§ WORK INSTRUCTIONS: Collect every line in the records below that contains the word "cloud", and copy each of those lines in full.

§ INFORMATION SHOWN:
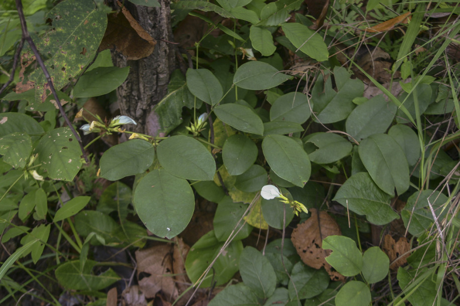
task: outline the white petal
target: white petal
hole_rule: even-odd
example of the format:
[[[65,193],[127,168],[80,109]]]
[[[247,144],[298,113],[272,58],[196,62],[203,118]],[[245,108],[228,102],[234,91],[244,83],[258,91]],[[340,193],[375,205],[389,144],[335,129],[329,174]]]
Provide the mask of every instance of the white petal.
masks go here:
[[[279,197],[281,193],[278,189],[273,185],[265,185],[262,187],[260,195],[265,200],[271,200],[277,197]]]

---

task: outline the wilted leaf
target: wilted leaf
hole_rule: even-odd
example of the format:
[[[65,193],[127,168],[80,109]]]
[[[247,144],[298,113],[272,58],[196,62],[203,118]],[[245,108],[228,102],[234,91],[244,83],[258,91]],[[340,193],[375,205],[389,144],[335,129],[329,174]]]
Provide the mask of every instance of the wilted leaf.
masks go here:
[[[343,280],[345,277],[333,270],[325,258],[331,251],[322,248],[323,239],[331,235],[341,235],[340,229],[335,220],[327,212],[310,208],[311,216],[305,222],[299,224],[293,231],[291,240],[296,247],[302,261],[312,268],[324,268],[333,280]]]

---

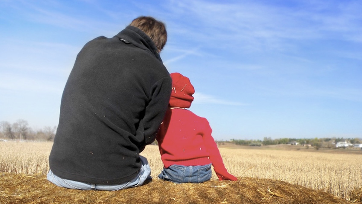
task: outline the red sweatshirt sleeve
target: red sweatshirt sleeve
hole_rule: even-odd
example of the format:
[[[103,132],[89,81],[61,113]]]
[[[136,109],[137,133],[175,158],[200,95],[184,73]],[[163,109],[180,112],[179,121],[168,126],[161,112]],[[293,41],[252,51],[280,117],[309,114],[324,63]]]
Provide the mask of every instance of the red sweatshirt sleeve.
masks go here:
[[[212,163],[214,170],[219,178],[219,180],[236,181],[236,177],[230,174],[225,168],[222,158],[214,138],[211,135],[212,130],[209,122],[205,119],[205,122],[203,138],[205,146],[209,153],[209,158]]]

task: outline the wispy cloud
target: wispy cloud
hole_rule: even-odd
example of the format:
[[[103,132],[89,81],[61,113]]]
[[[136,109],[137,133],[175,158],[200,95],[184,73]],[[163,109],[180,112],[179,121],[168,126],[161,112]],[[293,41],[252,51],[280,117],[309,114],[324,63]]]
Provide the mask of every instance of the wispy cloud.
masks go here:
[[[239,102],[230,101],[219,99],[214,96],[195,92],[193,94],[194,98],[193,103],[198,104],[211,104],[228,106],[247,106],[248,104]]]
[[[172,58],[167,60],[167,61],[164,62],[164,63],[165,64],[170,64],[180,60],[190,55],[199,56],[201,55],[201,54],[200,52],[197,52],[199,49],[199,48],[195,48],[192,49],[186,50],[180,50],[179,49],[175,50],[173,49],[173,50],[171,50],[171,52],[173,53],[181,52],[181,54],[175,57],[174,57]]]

§ FINAL RESULT:
task: outline the wispy cloud
target: wispy cloud
Provide the mask of every instance of the wispy cloud.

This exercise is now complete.